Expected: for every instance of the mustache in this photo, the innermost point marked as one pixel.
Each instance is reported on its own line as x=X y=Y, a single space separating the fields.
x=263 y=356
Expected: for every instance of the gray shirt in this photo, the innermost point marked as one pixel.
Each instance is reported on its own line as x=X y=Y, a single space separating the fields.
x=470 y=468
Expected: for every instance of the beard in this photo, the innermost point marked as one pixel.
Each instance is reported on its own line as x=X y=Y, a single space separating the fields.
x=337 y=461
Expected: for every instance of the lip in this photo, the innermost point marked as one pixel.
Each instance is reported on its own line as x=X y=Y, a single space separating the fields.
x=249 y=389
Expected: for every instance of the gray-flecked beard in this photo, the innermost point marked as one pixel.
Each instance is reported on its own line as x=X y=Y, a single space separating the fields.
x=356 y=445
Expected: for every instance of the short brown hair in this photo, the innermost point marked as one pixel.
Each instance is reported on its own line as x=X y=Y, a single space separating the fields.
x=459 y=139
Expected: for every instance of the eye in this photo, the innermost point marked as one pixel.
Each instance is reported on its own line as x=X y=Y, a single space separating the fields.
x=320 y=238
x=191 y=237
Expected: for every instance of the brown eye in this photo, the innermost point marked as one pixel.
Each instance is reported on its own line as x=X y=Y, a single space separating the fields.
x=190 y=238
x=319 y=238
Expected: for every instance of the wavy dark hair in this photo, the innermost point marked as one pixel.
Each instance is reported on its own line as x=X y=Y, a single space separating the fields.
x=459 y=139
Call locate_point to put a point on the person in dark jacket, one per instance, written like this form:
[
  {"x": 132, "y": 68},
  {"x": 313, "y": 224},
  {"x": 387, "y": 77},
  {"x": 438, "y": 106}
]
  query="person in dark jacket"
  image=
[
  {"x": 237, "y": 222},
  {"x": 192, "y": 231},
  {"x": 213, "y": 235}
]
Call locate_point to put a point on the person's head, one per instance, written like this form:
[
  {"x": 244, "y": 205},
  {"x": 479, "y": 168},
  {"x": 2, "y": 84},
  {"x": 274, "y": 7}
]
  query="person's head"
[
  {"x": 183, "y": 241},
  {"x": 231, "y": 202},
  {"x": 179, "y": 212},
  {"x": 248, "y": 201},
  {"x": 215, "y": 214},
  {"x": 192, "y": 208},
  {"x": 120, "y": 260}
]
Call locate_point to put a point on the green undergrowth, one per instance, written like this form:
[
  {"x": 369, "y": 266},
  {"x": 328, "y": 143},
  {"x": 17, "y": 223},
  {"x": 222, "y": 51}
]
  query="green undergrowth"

★ ★ ★ ★

Work required
Please repeat each entry exactly as written.

Answer to this exercise
Expected: for every instance of the mustache in this photo, the innermost point marked as one pixel.
Each instance is reported on its own line as x=X y=Y, a single space separating the fields.
x=263 y=356
Expected: for every instance of the gray shirt in this photo, the innermost point marked as one pixel.
Each instance is reported on its own line as x=X y=Y, a single space separating the fields.
x=470 y=468
Expected: for every instance of the beard in this photo, the innermost point marked as one pixel.
Each instance is reported on its own line as x=X y=Y, a single space separating the fields.
x=337 y=461
Expected: for every instance of the lip in this photo, the innermost point marked as one pixel.
Each instance is reported on its own line as x=X y=Y, a single space separating the fields.
x=249 y=389
Expected: for every instance of the gray-flecked beard in this photo, the innermost point marked as one pixel.
Each instance is reported on its own line as x=X y=Y, a single space separating the fields.
x=356 y=445
Expected: for every instance of the short brown hair in this photo, the innermost point marked as one pixel.
Each instance is reported on its own line as x=X y=Y, a single space separating the fields.
x=459 y=139
Expected: for every instance of the eye in this photo, the innermost point marked as one pixel.
Each instance is reported on its own line as x=X y=Y, a single space separating the fields.
x=320 y=238
x=191 y=237
Expected: for every instance of the brown eye in this photo, the innermost point marked as one pixel.
Each instance is reported on its own line as x=X y=Y, a single space separating the fields.
x=190 y=238
x=319 y=238
Expected: for every instance of the wavy dark hair in this photo, the innermost point marked as one pixel.
Each instance is reported on its own line as x=X y=Y, a single space separating the fields.
x=459 y=139
Call locate_point to put a point on the person in dark jacket, one per instance, written like this form:
[
  {"x": 132, "y": 68},
  {"x": 313, "y": 224},
  {"x": 387, "y": 77},
  {"x": 438, "y": 106}
]
  query="person in dark jacket"
  image=
[
  {"x": 237, "y": 222},
  {"x": 192, "y": 231},
  {"x": 213, "y": 235}
]
Call locate_point to put a point on the person's head, one per instance, written like this form:
[
  {"x": 244, "y": 205},
  {"x": 479, "y": 168},
  {"x": 2, "y": 84},
  {"x": 274, "y": 7}
]
  query="person's head"
[
  {"x": 183, "y": 241},
  {"x": 231, "y": 202},
  {"x": 179, "y": 212},
  {"x": 248, "y": 201},
  {"x": 215, "y": 214},
  {"x": 192, "y": 208},
  {"x": 120, "y": 260}
]
Call locate_point to put a point on the green undergrowth, one per instance, written like this form:
[
  {"x": 369, "y": 266},
  {"x": 328, "y": 143},
  {"x": 17, "y": 223},
  {"x": 222, "y": 51}
]
  query="green undergrowth"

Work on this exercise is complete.